• [Excerpted passage]:
━━━━━━━━━━━━━━━━━━━━━━━━━━━━━━

So now, I mean that we’re going to get to questions here in a bit about all the content around cyber events that could happen in local government, and what we’re proposing as a best practice to get ahead of that. But we also want to mention something about BitSight, and I just full disclaimer, Dewpoint does not resell BitSight. We’re not saying that this is something that you should invest in. It’s an interesting element into this practice of IT security. What the company BitSight is trying to do is they’re trying to become the credit score of all of us when it comes to IT security, and it’s interesting to see how far they’ve come in the last few years. So, at a high level, what BitSight is able to do through publicly available data and an incredible group of data miners who look into this data, they score us all. But understand they can only see the peripheral of our organizations. So if our organizations represent a castle, they can only see the outside walls. But some of the data that they’re able to look at, and it’s really any company that has a public-facing website, that’s what they start at, and their database of companies is almost endless. What they’re able to do is look at some things: it’s versioning, it’s certificates, but they’re able to look at data on what we publicly face, and they make, in that, the broad assumption on if there’s challenges from an IT security on what’s outside, there’ll be challenges on the inside. And again, you know, we are not proposing that you base your security practice on BitSight, but what is getting very interesting in this space is the insurance companies are able to get to this information, and it’s the easiest piece of information.

━━━━━━━━━━━━━━━━━━━━━━━━━━━━━━

• [Record set]:
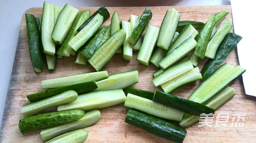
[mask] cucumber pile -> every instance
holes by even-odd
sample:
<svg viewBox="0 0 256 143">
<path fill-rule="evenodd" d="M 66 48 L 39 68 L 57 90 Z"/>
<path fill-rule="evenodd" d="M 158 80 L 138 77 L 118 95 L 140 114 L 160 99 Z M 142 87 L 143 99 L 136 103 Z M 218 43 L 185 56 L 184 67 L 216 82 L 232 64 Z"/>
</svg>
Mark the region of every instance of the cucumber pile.
<svg viewBox="0 0 256 143">
<path fill-rule="evenodd" d="M 219 67 L 242 38 L 230 33 L 232 25 L 227 19 L 217 29 L 228 12 L 211 15 L 204 23 L 180 21 L 178 11 L 171 8 L 159 28 L 148 24 L 154 17 L 148 8 L 140 17 L 131 14 L 127 20 L 120 20 L 117 12 L 107 26 L 102 25 L 110 14 L 104 6 L 90 16 L 90 9 L 79 12 L 67 4 L 62 7 L 45 2 L 42 16 L 26 14 L 36 73 L 43 71 L 46 62 L 48 70 L 54 70 L 57 58 L 70 56 L 76 56 L 75 64 L 89 63 L 96 72 L 41 81 L 42 89 L 51 89 L 27 96 L 31 103 L 21 111 L 27 118 L 19 123 L 23 134 L 41 129 L 45 142 L 72 132 L 49 142 L 83 143 L 88 132 L 82 129 L 100 120 L 99 109 L 124 103 L 130 108 L 125 122 L 182 143 L 186 131 L 170 121 L 183 127 L 190 126 L 200 114 L 214 113 L 236 94 L 227 87 L 245 70 L 227 63 Z M 110 76 L 100 71 L 114 54 L 130 62 L 134 52 L 138 52 L 138 63 L 159 68 L 152 81 L 163 92 L 129 87 L 139 82 L 137 70 Z M 205 58 L 208 59 L 200 72 L 198 63 Z M 170 94 L 200 80 L 203 81 L 188 99 Z M 58 111 L 41 114 L 52 107 Z"/>
</svg>

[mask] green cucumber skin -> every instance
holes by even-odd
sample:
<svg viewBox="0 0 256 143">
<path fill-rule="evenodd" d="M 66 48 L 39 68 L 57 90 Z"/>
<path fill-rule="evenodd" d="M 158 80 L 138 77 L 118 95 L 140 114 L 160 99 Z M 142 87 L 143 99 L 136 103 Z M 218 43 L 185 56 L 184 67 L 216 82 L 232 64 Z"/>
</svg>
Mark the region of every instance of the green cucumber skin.
<svg viewBox="0 0 256 143">
<path fill-rule="evenodd" d="M 160 27 L 157 45 L 168 50 L 175 34 L 180 15 L 175 8 L 167 10 Z"/>
<path fill-rule="evenodd" d="M 228 68 L 230 68 L 226 67 L 227 66 L 231 67 L 232 68 L 229 69 Z M 225 71 L 226 70 L 226 68 L 227 69 L 227 72 Z M 224 74 L 223 73 L 223 69 L 224 70 L 224 72 L 228 72 L 228 73 L 225 73 L 225 74 Z M 215 70 L 211 75 L 211 76 L 203 81 L 193 92 L 188 99 L 199 103 L 204 103 L 227 87 L 234 80 L 245 72 L 245 69 L 239 65 L 236 67 L 234 67 L 227 63 L 225 63 Z M 215 72 L 217 73 L 215 74 Z M 221 73 L 218 75 L 218 73 Z M 224 82 L 222 85 L 219 85 L 220 84 L 218 83 L 215 82 L 216 81 L 215 81 L 214 79 L 218 78 L 219 77 L 222 77 L 221 81 L 219 81 L 219 82 Z M 205 86 L 206 84 L 207 86 L 213 86 L 213 87 L 211 87 L 211 89 L 206 88 L 206 86 Z M 212 91 L 209 91 L 209 90 Z M 198 92 L 201 93 L 198 94 Z"/>
<path fill-rule="evenodd" d="M 195 38 L 196 41 L 198 42 L 198 44 L 195 47 L 195 54 L 203 59 L 204 59 L 206 48 L 210 40 L 211 34 L 214 27 L 215 21 L 215 17 L 214 15 L 212 15 L 203 27 L 201 32 L 201 33 L 198 32 L 198 34 Z M 197 38 L 198 38 L 198 40 L 197 40 Z"/>
<path fill-rule="evenodd" d="M 194 67 L 190 60 L 187 60 L 169 67 L 163 72 L 152 79 L 156 86 L 175 78 L 193 69 Z M 177 74 L 177 73 L 179 74 Z"/>
<path fill-rule="evenodd" d="M 71 50 L 73 50 L 73 49 L 68 45 L 68 42 L 75 36 L 76 35 L 75 32 L 76 31 L 78 26 L 79 26 L 80 21 L 82 20 L 82 18 L 84 17 L 85 18 L 84 20 L 86 20 L 89 17 L 90 10 L 82 11 L 79 12 L 78 15 L 76 17 L 73 24 L 71 26 L 70 30 L 65 39 L 64 42 L 63 42 L 61 46 L 57 52 L 57 54 L 58 55 L 65 56 L 70 56 Z"/>
<path fill-rule="evenodd" d="M 186 130 L 175 124 L 132 109 L 129 109 L 125 122 L 176 143 L 182 143 L 186 135 Z"/>
<path fill-rule="evenodd" d="M 34 15 L 26 14 L 25 16 L 32 65 L 36 73 L 41 72 L 45 65 L 45 56 L 43 52 L 40 25 Z"/>
<path fill-rule="evenodd" d="M 80 95 L 76 101 L 58 106 L 57 110 L 99 109 L 122 104 L 125 101 L 126 98 L 122 89 L 97 91 Z"/>
<path fill-rule="evenodd" d="M 117 14 L 117 11 L 115 10 L 112 15 L 110 23 L 110 36 L 120 30 L 120 19 Z"/>
<path fill-rule="evenodd" d="M 218 46 L 232 28 L 232 24 L 228 19 L 226 20 L 208 44 L 205 52 L 206 57 L 214 59 Z"/>
<path fill-rule="evenodd" d="M 76 121 L 43 129 L 41 131 L 40 135 L 45 142 L 61 135 L 91 126 L 97 123 L 100 118 L 99 111 L 92 110 L 85 112 L 83 117 Z"/>
<path fill-rule="evenodd" d="M 197 44 L 192 37 L 189 37 L 166 56 L 158 63 L 159 67 L 165 70 L 172 66 L 193 50 Z"/>
<path fill-rule="evenodd" d="M 20 113 L 26 117 L 34 115 L 47 109 L 74 101 L 77 97 L 77 93 L 75 91 L 65 91 L 47 98 L 23 105 Z"/>
<path fill-rule="evenodd" d="M 93 91 L 124 89 L 139 82 L 137 70 L 114 74 L 96 82 L 98 88 Z"/>
<path fill-rule="evenodd" d="M 155 92 L 153 101 L 196 116 L 214 113 L 215 110 L 200 103 L 188 100 L 159 90 Z"/>
<path fill-rule="evenodd" d="M 48 70 L 55 70 L 57 61 L 57 55 L 56 54 L 54 54 L 53 56 L 46 55 L 45 57 Z"/>
<path fill-rule="evenodd" d="M 19 128 L 22 134 L 74 122 L 81 118 L 84 110 L 75 109 L 41 114 L 20 119 Z"/>
<path fill-rule="evenodd" d="M 223 20 L 225 17 L 229 13 L 229 12 L 226 11 L 223 11 L 219 12 L 215 14 L 214 16 L 215 17 L 216 22 L 214 26 L 217 27 Z"/>
<path fill-rule="evenodd" d="M 55 43 L 52 38 L 52 33 L 55 24 L 55 6 L 47 2 L 44 3 L 41 29 L 43 52 L 53 56 L 55 54 Z"/>
<path fill-rule="evenodd" d="M 152 92 L 131 87 L 127 87 L 126 88 L 126 95 L 128 93 L 131 93 L 151 100 L 153 100 L 154 95 L 154 93 Z"/>
<path fill-rule="evenodd" d="M 140 16 L 139 21 L 137 22 L 131 35 L 128 37 L 129 42 L 135 46 L 136 43 L 140 38 L 142 33 L 152 18 L 152 12 L 148 8 L 146 8 Z"/>
<path fill-rule="evenodd" d="M 217 50 L 214 59 L 208 59 L 203 67 L 201 71 L 203 81 L 206 80 L 222 63 L 242 38 L 232 33 L 226 36 Z"/>
<path fill-rule="evenodd" d="M 76 59 L 75 59 L 75 62 L 74 63 L 76 64 L 79 65 L 87 65 L 88 64 L 88 62 L 86 58 L 84 56 L 80 51 L 77 52 L 77 53 L 76 55 Z"/>
<path fill-rule="evenodd" d="M 61 93 L 68 90 L 73 90 L 76 91 L 78 95 L 79 95 L 93 90 L 97 87 L 98 86 L 95 81 L 88 81 L 30 94 L 27 96 L 27 98 L 30 102 L 35 102 Z"/>
<path fill-rule="evenodd" d="M 125 41 L 125 32 L 123 29 L 118 31 L 106 40 L 88 59 L 96 71 L 100 70 L 114 56 Z M 103 59 L 101 56 L 102 55 L 105 56 Z"/>
<path fill-rule="evenodd" d="M 124 106 L 134 109 L 156 117 L 180 121 L 184 112 L 156 102 L 131 93 L 128 93 Z"/>
<path fill-rule="evenodd" d="M 88 131 L 81 129 L 58 137 L 47 143 L 82 143 L 86 140 L 87 136 Z"/>
<path fill-rule="evenodd" d="M 170 93 L 183 85 L 202 79 L 202 75 L 198 67 L 161 84 L 166 93 Z"/>
<path fill-rule="evenodd" d="M 52 33 L 52 38 L 56 44 L 62 44 L 79 13 L 78 9 L 67 3 L 60 11 Z"/>
<path fill-rule="evenodd" d="M 181 20 L 178 22 L 176 31 L 180 32 L 187 25 L 191 24 L 195 29 L 201 28 L 204 23 L 203 22 L 195 21 Z"/>
<path fill-rule="evenodd" d="M 107 20 L 109 17 L 110 17 L 110 14 L 109 14 L 109 12 L 108 11 L 108 9 L 104 6 L 102 5 L 101 7 L 100 7 L 95 12 L 94 12 L 93 15 L 92 15 L 82 25 L 77 29 L 77 31 L 80 31 L 86 25 L 90 22 L 93 17 L 97 14 L 99 14 L 100 15 L 102 15 L 103 17 L 103 22 Z"/>
<path fill-rule="evenodd" d="M 213 98 L 207 101 L 204 105 L 217 110 L 236 94 L 234 88 L 228 87 Z M 186 127 L 199 121 L 200 119 L 200 116 L 185 114 L 179 124 L 182 127 Z"/>
<path fill-rule="evenodd" d="M 81 48 L 81 53 L 87 59 L 92 56 L 107 29 L 108 26 L 100 28 L 85 45 Z"/>
<path fill-rule="evenodd" d="M 140 64 L 148 66 L 150 58 L 157 43 L 159 28 L 149 25 L 147 28 L 140 49 L 136 60 Z"/>
</svg>

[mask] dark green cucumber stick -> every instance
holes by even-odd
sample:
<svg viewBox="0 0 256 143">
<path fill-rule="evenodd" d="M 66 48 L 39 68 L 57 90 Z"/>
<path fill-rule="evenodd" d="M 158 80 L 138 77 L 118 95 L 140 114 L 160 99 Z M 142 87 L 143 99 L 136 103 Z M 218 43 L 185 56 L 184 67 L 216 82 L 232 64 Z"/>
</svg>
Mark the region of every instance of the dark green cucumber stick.
<svg viewBox="0 0 256 143">
<path fill-rule="evenodd" d="M 195 54 L 198 57 L 204 59 L 206 51 L 207 45 L 210 40 L 210 37 L 212 29 L 215 24 L 215 17 L 212 15 L 203 27 L 201 33 L 198 34 L 198 44 L 195 47 Z M 196 40 L 197 37 L 195 37 Z"/>
<path fill-rule="evenodd" d="M 150 100 L 153 100 L 154 94 L 154 93 L 152 92 L 131 87 L 126 88 L 126 95 L 128 93 L 132 94 Z"/>
<path fill-rule="evenodd" d="M 84 111 L 75 109 L 38 115 L 20 120 L 19 128 L 24 134 L 74 122 L 83 117 L 84 114 Z"/>
<path fill-rule="evenodd" d="M 203 80 L 205 80 L 227 57 L 236 46 L 242 37 L 234 33 L 228 34 L 221 43 L 214 59 L 209 59 L 203 67 L 201 73 Z"/>
<path fill-rule="evenodd" d="M 216 20 L 216 22 L 215 22 L 215 25 L 214 26 L 217 27 L 223 20 L 225 17 L 228 14 L 229 12 L 226 11 L 223 11 L 219 12 L 215 14 L 214 14 L 214 16 L 215 17 L 215 19 Z"/>
<path fill-rule="evenodd" d="M 96 89 L 97 87 L 98 86 L 95 81 L 89 81 L 30 94 L 27 95 L 27 98 L 31 102 L 35 102 L 56 95 L 68 90 L 74 90 L 79 95 L 86 93 Z"/>
<path fill-rule="evenodd" d="M 27 34 L 32 65 L 36 73 L 41 72 L 45 65 L 43 52 L 40 26 L 34 15 L 26 14 Z"/>
<path fill-rule="evenodd" d="M 141 36 L 142 33 L 148 25 L 151 18 L 152 18 L 152 12 L 148 8 L 146 8 L 127 39 L 128 41 L 133 46 L 135 46 Z"/>
<path fill-rule="evenodd" d="M 153 101 L 162 103 L 186 113 L 200 116 L 200 114 L 214 113 L 215 110 L 200 103 L 156 90 Z"/>
<path fill-rule="evenodd" d="M 176 143 L 182 143 L 187 133 L 172 123 L 132 109 L 128 111 L 125 122 Z"/>
<path fill-rule="evenodd" d="M 78 28 L 78 29 L 77 29 L 77 31 L 80 31 L 82 30 L 84 27 L 87 25 L 87 24 L 88 24 L 88 23 L 89 23 L 89 22 L 90 22 L 90 21 L 91 21 L 97 14 L 99 14 L 103 17 L 103 22 L 110 17 L 110 14 L 109 14 L 109 12 L 108 11 L 108 9 L 106 8 L 104 6 L 102 5 L 102 6 L 99 8 L 97 11 L 95 11 L 92 16 L 91 16 L 79 28 Z"/>
<path fill-rule="evenodd" d="M 87 59 L 90 58 L 92 56 L 107 29 L 108 26 L 100 28 L 85 44 L 81 48 L 80 53 L 84 56 Z"/>
</svg>

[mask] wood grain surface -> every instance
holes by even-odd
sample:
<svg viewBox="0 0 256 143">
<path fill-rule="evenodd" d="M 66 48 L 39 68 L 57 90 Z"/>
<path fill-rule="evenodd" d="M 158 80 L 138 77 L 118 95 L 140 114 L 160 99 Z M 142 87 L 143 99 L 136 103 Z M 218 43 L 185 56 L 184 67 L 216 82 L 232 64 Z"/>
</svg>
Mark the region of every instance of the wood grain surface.
<svg viewBox="0 0 256 143">
<path fill-rule="evenodd" d="M 230 12 L 227 16 L 232 22 L 230 6 L 150 7 L 153 17 L 149 24 L 160 27 L 161 23 L 167 9 L 175 8 L 180 14 L 180 20 L 195 20 L 206 22 L 211 15 L 222 11 Z M 79 10 L 90 8 L 91 14 L 99 8 L 78 8 Z M 145 7 L 107 7 L 111 17 L 115 10 L 117 11 L 121 20 L 128 21 L 131 14 L 140 16 Z M 42 8 L 33 8 L 25 13 L 33 14 L 36 17 L 42 14 Z M 109 18 L 102 25 L 110 23 Z M 144 31 L 144 33 L 145 33 Z M 232 32 L 233 32 L 233 29 Z M 102 70 L 107 70 L 109 75 L 137 70 L 139 71 L 139 83 L 132 87 L 154 92 L 161 90 L 153 84 L 152 73 L 157 68 L 150 64 L 148 67 L 140 64 L 136 60 L 137 53 L 134 53 L 130 62 L 124 61 L 121 54 L 116 54 Z M 239 65 L 235 49 L 226 60 L 230 64 Z M 11 80 L 9 84 L 3 118 L 0 132 L 0 142 L 2 143 L 40 143 L 42 140 L 40 131 L 22 135 L 18 127 L 19 121 L 24 118 L 20 113 L 23 105 L 29 103 L 27 95 L 41 92 L 41 81 L 43 80 L 65 77 L 79 74 L 95 72 L 90 65 L 79 65 L 74 64 L 74 57 L 58 59 L 56 69 L 49 71 L 46 67 L 41 73 L 35 73 L 32 67 L 28 44 L 25 16 L 23 14 L 20 25 L 18 42 L 17 48 Z M 198 66 L 201 69 L 205 62 L 200 60 Z M 255 142 L 256 137 L 256 98 L 245 95 L 241 77 L 234 81 L 230 86 L 235 89 L 237 94 L 233 98 L 216 111 L 213 127 L 206 126 L 198 127 L 197 123 L 186 128 L 187 135 L 184 143 L 245 143 Z M 172 94 L 187 98 L 200 84 L 197 81 L 181 87 L 172 93 Z M 89 135 L 86 143 L 169 143 L 146 131 L 125 122 L 128 109 L 123 104 L 100 110 L 102 118 L 95 125 L 85 128 Z M 56 108 L 45 112 L 56 111 Z M 227 127 L 215 126 L 216 117 L 219 114 L 228 114 L 230 116 Z M 235 114 L 245 114 L 245 121 L 232 121 Z M 244 127 L 232 126 L 232 123 L 244 123 Z M 222 130 L 222 132 L 220 132 Z M 200 131 L 215 132 L 214 135 L 200 134 Z M 226 131 L 225 132 L 225 131 Z M 230 132 L 229 134 L 228 132 Z M 241 133 L 243 135 L 239 135 Z"/>
</svg>

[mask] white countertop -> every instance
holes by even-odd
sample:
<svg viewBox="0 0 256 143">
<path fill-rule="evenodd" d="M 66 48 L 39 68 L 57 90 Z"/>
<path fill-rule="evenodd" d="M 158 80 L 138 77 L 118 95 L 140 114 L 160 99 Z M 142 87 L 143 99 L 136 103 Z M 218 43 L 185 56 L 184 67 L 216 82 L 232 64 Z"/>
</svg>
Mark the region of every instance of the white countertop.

━━━━━━━━━━━━━━━━━━━━━━━━━━━━━━

Please explain, in one to three sentences, why the BitSight passage says this area is "getting very interesting" even though the speaker does not suggest basing a security practice on BitSight.

Insurance companies are able to get BitSight's information, and it is the easiest piece of information for them to obtain.